DOCUMENTO:
++++++++
3 gennaio 2008

LA PREGHIERA “NUCLEO PULSANTE DELLA FAMIGLIA”


Anche quest’anno ci accingiamo ad iniziare il catechismo della prima comunione, con la speranza che lo Spirito del Signore ci spinga e ci sostenga in questo difficile compito che ci aspetta.
Il catechista infatti non solo deve preparare i fanciulli a ricevere questo importantissimo Sacramento, ma anche e soprattutto, deve riuscire a “catturare” l’interesse e il cuore dei ragazzi, per orientarli verso la persona di Gesù. Per questo motivo proprio per presentare un percorso, a mio parere necessario, ho deciso di scrivere questo articolo che non ha la presunzione di voler essere niente di più che una riflessione per noi tutti.
In primo luogo, la famiglia è il primo ambiente in cui il bambino avverte di essere persona e si sente accolto; sempre nella famiglia il bambino si va aprendo alla vita, si va formando giorno dopo giorno e nessun’altra esperienza lascerà tracce tanto profonde nella sua vita, in bene o in male.
++++++++
ESERCIZIO ASSEGNATO A:
Nell'articolo sulla preghiera in famiglia, che cosa deve riuscire a fare il catechista oltre a preparare i fanciulli al Sacramento?
ESERCIZIO ASSEGNATO B:
Riassumi in due frasi l'articolo sulla preghiera in famiglia.
Le righe qui sotto provengono da un'altra fonte.

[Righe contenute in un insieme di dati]
++++++++
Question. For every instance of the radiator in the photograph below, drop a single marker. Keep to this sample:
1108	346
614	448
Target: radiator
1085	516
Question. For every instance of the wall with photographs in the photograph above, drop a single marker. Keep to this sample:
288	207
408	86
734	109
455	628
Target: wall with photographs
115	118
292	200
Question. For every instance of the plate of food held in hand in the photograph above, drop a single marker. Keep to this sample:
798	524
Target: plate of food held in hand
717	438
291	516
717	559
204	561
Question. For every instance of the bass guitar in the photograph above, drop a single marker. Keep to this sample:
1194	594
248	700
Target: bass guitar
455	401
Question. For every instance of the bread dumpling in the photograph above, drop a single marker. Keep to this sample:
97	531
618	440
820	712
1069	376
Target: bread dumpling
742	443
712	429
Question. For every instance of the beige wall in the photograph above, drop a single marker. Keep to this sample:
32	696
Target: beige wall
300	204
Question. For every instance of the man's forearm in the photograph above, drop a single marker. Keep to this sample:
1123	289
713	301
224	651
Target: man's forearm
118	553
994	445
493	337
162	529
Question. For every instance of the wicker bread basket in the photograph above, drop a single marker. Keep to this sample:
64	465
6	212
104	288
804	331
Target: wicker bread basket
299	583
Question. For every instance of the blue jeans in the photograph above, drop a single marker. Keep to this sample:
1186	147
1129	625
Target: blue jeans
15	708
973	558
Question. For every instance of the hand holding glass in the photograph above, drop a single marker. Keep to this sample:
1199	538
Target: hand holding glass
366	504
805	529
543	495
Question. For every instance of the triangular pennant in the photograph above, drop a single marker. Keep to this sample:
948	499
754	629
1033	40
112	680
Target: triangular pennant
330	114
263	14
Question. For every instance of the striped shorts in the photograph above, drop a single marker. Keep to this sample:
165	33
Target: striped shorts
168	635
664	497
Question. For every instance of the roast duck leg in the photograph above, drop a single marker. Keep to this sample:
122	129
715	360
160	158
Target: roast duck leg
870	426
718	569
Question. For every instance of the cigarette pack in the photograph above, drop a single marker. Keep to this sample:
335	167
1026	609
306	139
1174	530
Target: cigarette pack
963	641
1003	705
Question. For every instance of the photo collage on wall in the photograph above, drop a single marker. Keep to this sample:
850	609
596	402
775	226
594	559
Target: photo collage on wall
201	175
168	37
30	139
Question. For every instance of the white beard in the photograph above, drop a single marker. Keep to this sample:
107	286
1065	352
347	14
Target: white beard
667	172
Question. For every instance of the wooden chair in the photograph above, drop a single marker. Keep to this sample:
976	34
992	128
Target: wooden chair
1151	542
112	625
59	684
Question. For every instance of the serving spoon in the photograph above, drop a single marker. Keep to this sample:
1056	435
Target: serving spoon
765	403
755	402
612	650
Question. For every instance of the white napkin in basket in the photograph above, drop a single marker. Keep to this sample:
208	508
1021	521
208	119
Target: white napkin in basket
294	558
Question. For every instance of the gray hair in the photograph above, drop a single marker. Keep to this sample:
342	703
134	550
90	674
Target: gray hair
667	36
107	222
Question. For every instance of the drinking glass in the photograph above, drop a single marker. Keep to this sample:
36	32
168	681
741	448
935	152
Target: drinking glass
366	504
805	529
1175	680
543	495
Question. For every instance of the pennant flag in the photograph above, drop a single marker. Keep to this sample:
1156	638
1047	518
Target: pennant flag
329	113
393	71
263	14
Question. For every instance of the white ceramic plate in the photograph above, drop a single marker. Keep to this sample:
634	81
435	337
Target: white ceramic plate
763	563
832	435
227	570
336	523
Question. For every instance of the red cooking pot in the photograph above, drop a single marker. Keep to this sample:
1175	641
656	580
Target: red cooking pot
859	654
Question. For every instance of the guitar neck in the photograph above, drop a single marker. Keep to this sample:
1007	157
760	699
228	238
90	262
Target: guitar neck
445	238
++++++++
RISPOSTA FINALE A:
Deve riuscire a catturare l'interesse e il cuore dei ragazzi per orientarli verso la persona di Gesù.

RISPOSTA FINALE B:
All'inizio del catechismo della prima comunione, l'autore propone una riflessione sul compito del catechista, che deve preparare i fanciulli al Sacramento e orientarli verso Gesù. Sostiene che la famiglia è il primo ambiente in cui il bambino si sente persona e accolto, e che nessun'altra esperienza lascerà in lui tracce tanto profonde.